-- BEGIN Document segment --
Nothing
#' Term frequency of Tokens
#'
#' `step_tf()` creates a *specification* of a recipe step that will convert a
#' [`token`][tokenlist()] variable into multiple variables containing the token
#' counts.
#'
#' @template args-recipe
#' @template args-dots
#' @template args-role_predictors
#' @template args-trained
#' @template args-columns
#' @param weight_scheme A character determining the weighting scheme for the
#' term frequency calculations. Must be one of "binary", "raw count", "term
#' frequency", "log normalization" or "double normalization". Defaults to "raw
#' count".
#' @param weight A numeric weight used if `weight_scheme` is set to "double
#' normalization". Defaults to 0.5.
#' @param vocabulary A character vector of strings to be considered.
#' @param res The words that will be used to calculate the term frequency will
#' be stored here once this preprocessing step has be trained by
#' [prep.recipe()].
#' @template args-prefix
#' @template args-keep_original_cols
#' @template args-skip
#' @template args-id
#'
#' @template returns
#'
#' @details
#'
#' It is strongly advised to use [step_tokenfilter] before using [step_tf] to
#' limit the number of variables created, otherwise you might run into memory
#' issues. A good strategy is to start with a low token count and go up
#' according to how much RAM you want to use.
-- END Document segment --
-- BEGIN Provided information --
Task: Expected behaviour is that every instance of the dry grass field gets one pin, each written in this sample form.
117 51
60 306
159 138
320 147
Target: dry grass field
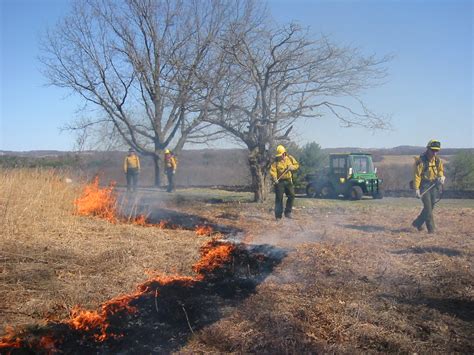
341 277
-- END Provided information --
What this exercise asks -
1) Repeat, word for word, the passage of the step_tf() documentation starting at "#' @param weight A" and ending at "to be considered.".
2) Gather every line of the listing that contains the string "grass", treating uppercase and lowercase letters as distinct.
The step_tf() documentation and the listing are unrelated to each other.

Answers below -
1)
#' @param weight A numeric weight used if `weight_scheme` is set to "double
#' normalization". Defaults to 0.5.
#' @param vocabulary A character vector of strings to be considered.

2)
Task: Expected behaviour is that every instance of the dry grass field gets one pin, each written in this sample form.
Target: dry grass field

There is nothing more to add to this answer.